**What you should do**:
Scan the material below for the string "green". Report every line that has it.

--------

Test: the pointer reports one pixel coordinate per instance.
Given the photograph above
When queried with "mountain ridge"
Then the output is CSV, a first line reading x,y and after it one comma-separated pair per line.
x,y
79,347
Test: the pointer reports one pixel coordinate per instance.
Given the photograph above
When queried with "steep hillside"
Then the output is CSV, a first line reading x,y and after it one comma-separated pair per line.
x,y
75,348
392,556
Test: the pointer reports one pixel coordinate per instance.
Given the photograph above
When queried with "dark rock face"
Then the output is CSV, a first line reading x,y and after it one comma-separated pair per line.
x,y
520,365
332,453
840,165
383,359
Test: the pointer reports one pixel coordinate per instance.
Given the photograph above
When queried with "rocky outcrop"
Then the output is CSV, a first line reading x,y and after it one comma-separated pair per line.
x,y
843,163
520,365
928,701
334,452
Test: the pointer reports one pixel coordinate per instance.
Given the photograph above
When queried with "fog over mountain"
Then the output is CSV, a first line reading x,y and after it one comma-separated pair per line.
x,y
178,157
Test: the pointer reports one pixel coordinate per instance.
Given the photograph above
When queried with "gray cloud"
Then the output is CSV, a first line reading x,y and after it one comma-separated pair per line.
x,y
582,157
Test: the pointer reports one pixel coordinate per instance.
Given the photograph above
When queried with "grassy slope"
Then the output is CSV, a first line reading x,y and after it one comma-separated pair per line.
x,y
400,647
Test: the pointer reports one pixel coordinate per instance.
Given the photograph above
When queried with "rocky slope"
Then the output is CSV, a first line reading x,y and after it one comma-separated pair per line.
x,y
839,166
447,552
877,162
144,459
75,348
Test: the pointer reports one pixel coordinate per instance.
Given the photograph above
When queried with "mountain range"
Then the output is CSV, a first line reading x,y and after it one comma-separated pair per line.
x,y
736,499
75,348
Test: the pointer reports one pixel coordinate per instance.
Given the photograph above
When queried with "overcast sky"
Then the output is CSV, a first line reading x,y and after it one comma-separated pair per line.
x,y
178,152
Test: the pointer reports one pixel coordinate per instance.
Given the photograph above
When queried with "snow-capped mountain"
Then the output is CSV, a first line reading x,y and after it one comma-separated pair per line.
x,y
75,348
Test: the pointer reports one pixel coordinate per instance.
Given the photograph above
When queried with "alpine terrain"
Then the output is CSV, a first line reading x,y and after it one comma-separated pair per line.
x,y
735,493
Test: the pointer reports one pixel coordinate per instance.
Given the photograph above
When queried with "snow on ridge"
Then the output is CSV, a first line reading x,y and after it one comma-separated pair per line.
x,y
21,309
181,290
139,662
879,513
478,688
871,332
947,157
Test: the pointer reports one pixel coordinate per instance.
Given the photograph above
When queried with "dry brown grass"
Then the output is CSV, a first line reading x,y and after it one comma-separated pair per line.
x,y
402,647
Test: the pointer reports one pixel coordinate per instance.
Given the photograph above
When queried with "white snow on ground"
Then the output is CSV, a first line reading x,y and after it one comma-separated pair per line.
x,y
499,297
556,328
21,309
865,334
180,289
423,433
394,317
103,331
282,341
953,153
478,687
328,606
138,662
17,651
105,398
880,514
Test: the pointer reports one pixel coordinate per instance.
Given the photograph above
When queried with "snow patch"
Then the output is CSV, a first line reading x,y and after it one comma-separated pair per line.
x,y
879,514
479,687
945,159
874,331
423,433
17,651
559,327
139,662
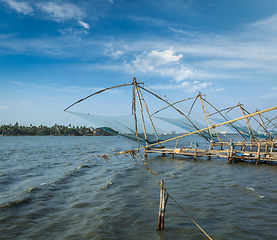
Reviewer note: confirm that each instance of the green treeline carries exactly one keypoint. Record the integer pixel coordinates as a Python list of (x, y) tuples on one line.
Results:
[(56, 130)]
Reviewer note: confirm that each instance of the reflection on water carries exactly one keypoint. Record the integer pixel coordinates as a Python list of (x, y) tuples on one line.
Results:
[(51, 190)]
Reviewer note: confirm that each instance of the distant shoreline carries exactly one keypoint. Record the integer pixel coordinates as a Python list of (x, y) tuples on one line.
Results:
[(55, 130)]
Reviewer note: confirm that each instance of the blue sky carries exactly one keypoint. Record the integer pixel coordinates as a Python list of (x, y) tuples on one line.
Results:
[(54, 53)]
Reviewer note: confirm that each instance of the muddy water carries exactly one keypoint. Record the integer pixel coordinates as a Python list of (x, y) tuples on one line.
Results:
[(51, 190)]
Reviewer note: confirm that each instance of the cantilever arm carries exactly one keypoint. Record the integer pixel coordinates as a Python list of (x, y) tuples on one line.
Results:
[(103, 90)]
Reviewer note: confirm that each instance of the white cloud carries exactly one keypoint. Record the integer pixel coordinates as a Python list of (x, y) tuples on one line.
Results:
[(117, 54), (4, 108), (185, 86), (148, 62), (25, 103), (270, 95), (217, 89), (270, 22), (197, 86), (20, 7), (184, 73), (76, 89), (83, 24), (62, 12)]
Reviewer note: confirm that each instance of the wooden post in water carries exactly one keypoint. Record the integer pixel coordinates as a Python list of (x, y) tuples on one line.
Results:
[(163, 201), (258, 153), (195, 156)]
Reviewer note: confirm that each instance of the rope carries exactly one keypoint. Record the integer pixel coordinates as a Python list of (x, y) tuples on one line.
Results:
[(188, 134)]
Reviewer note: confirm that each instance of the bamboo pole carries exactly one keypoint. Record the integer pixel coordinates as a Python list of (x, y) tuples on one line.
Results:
[(163, 202), (103, 90), (258, 152), (134, 109), (198, 130), (149, 116), (142, 117)]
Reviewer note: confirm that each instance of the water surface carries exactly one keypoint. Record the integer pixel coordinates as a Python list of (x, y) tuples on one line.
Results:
[(52, 190)]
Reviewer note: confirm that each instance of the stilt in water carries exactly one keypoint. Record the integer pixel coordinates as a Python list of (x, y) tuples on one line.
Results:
[(163, 202)]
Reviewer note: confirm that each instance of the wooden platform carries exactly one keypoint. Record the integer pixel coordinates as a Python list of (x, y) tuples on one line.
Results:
[(259, 151)]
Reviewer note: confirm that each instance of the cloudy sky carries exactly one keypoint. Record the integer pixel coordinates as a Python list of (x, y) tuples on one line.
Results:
[(54, 53)]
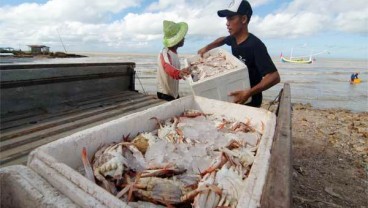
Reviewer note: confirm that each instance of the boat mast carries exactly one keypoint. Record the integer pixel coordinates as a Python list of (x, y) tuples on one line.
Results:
[(291, 53)]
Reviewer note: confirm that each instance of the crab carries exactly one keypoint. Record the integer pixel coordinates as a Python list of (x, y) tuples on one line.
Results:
[(163, 171), (143, 140), (243, 156), (229, 180), (170, 131), (159, 190), (109, 161), (191, 113), (210, 194)]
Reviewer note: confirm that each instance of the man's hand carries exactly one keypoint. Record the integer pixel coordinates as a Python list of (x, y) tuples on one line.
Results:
[(202, 51), (240, 96), (185, 72)]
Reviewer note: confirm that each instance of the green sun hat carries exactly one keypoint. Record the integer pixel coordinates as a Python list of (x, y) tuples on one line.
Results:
[(174, 33)]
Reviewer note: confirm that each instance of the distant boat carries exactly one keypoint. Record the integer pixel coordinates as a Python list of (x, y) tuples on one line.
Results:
[(356, 81), (297, 60), (300, 59)]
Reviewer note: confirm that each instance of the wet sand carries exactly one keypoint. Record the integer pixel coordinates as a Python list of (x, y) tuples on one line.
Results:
[(329, 157)]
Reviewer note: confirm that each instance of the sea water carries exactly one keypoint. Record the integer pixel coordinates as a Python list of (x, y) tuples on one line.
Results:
[(324, 83)]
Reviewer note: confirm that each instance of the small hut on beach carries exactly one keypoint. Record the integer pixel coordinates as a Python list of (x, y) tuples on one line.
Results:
[(37, 49)]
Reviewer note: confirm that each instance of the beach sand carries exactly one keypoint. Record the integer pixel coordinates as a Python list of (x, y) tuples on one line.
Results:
[(329, 157)]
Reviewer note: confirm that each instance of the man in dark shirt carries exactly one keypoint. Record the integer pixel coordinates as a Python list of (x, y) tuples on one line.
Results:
[(249, 49)]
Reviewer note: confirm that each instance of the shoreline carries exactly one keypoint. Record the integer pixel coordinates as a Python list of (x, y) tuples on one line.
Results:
[(329, 156)]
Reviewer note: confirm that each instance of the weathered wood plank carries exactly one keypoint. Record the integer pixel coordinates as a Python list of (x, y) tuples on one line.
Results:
[(277, 190), (70, 107), (17, 149)]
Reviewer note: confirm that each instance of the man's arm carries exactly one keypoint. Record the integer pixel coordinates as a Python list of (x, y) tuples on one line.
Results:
[(216, 43), (268, 81)]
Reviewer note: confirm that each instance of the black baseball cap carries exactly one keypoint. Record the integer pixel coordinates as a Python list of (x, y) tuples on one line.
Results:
[(237, 7)]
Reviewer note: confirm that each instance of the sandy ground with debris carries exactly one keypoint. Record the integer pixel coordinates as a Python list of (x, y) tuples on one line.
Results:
[(329, 157)]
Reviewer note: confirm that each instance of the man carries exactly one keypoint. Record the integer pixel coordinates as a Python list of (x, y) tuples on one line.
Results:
[(249, 49), (169, 73)]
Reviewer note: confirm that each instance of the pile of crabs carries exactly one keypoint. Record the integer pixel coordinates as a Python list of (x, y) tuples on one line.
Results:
[(191, 160), (210, 66)]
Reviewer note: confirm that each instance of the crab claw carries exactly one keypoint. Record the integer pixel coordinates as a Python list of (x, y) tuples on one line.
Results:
[(87, 166)]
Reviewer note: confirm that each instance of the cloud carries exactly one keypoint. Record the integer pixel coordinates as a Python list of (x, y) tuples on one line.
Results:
[(88, 23)]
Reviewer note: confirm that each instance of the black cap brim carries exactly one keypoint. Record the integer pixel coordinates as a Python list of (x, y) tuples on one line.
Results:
[(226, 13)]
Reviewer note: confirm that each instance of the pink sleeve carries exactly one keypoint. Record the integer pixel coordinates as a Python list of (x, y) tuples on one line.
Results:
[(169, 69)]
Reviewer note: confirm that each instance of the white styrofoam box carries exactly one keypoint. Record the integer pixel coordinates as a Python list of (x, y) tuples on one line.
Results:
[(22, 187), (59, 160), (219, 86)]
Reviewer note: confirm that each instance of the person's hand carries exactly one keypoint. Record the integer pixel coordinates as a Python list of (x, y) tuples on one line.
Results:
[(240, 96), (202, 51), (185, 72)]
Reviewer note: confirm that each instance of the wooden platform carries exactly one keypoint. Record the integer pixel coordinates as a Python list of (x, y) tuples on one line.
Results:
[(41, 103), (24, 131)]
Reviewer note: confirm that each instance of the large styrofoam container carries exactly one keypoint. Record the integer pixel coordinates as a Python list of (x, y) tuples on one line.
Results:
[(22, 187), (219, 86), (59, 160)]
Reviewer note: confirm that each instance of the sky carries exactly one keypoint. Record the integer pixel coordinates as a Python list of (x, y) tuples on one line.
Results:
[(337, 27)]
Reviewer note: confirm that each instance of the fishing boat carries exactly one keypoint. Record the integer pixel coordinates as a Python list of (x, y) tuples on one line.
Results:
[(297, 60), (356, 81), (307, 59)]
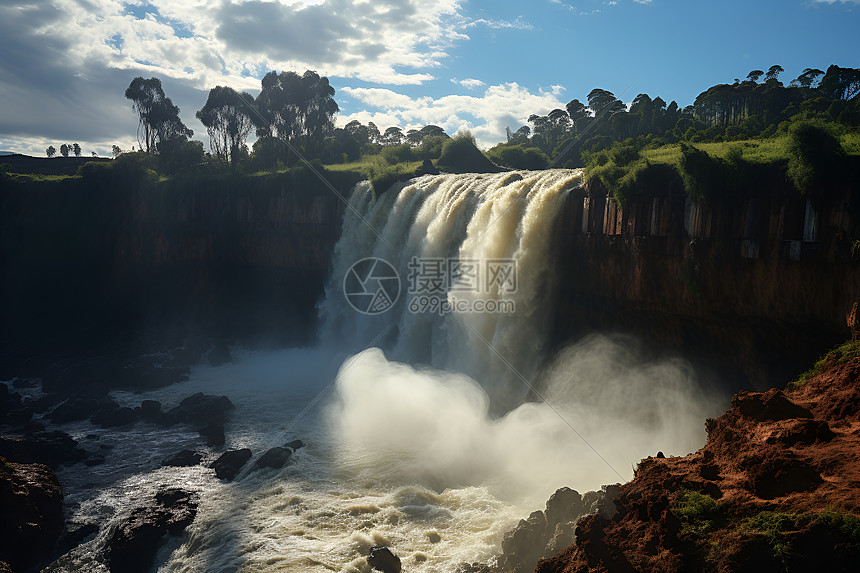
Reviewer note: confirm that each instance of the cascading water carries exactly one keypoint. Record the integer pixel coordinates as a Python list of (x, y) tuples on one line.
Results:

--------

**Task result**:
Reviewer note: confirm that each instance of the green treeline carries exactly one keypoint. Record the integer pixel coordinates as a Python list of (x, y) tuples on one line.
Reviewer note: confirm that each instance of the green sun hat carries exactly one keypoint. Record the integer pixel coordinates as a Python list of (x, y) tuples on one line.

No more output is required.